_Source text_
- - -
Ready for Some Serious Diving in Southeast Asia ?

Ready for Some Serious Diving in Southeast Asia ?

Prepared by Harold Stephens
Travel Correspondent for Thai Airways International

       It’s not for the casual scuba diver, diving on lost wrecks, but for the experienced diver it is possible. The bottom of the ocean floors of Southeast Asia is littered with wrecks, both ancient and recent, wrecks that are waiting to be discovered.
       It’s hard to imagine that prior to World War II divers had to use hard hats with pumped-in air to explore ocean bottoms. Diving was limited to professionals only. Then came the development of scuba diving equipment and a whole new era in underwater exploration began.
       Marine archaeology for the scholar was now possible and another very profitable pastime took on new dimensions—treasure hunting. What started in the Mediterranean as a search for Greek and Roman amphora-laden galleys eventually led to the quest for sunken gold-laden Spanish vessels in the Caribbean.
       Such discoveries in the Caribbean are common. Records show that in the waters around Florida alone Spain lost some 381 vessels in a period lasting less than 150 years. And nearly every ship lost was carrying gold, silver or precious stones, in some instances all three.
       Until very recently, marine archaeology and treasure diving was concentrated in the Mediterranean and the Caribbean. Then in the late 1970s, Thai fishermen found a sunken Chinese junk off their southern Sattahip coast, and a new world of exploration opened up.
       On hundreds of previous occasions, Thai fishermen had found bits of pottery in their nets but had not thought much about it. But when they brought back three unbroken pieces which they had untangled from their nets, and were offered a handsome price by an art dealer, the picture changed. The fishermen returned to the site and collected 82 more ceramics, which they sold for a reported US$1,500. The quest was on.
       The Sattahip incident highlighted the fact that the Asian undersea world is virtually unexplored. Yet the history of the region is filled with accounts of sea voyages, voyages that had certainly resulted in countless wrecks that had scattered their remains on the ocean floor.
- - -
_Material provided_
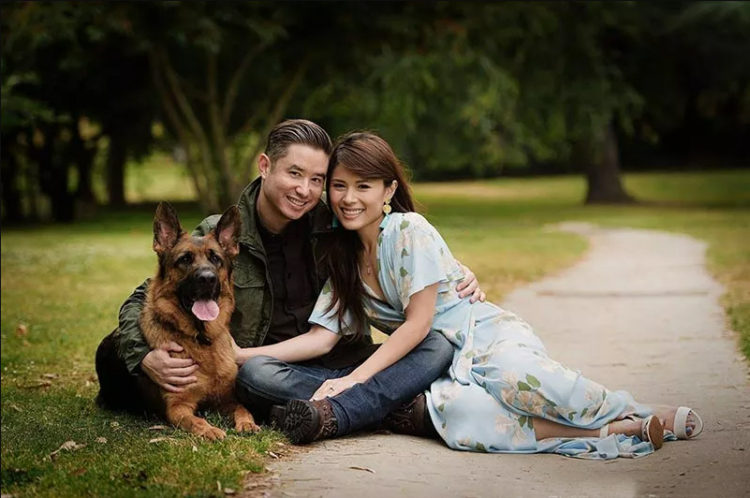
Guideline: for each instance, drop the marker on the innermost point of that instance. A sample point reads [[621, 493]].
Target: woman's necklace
[[366, 260]]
- - -
_Things to do_
(a) Translate this sentence from the article on wreck diving into Spanish: "Diving was limited to professionals only."
(b) According to the article on wreck diving, how many more ceramics did the Thai fishermen collect when they returned to the site?
(c) List the kinds of valuables that, according to the article on wreck diving, the Spanish ships lost around Florida were carrying.

_Task-by-task answers_
(a) El buceo estaba limitado únicamente a profesionales.

(b) They collected 82 more ceramics.

(c) Gold, silver, precious stones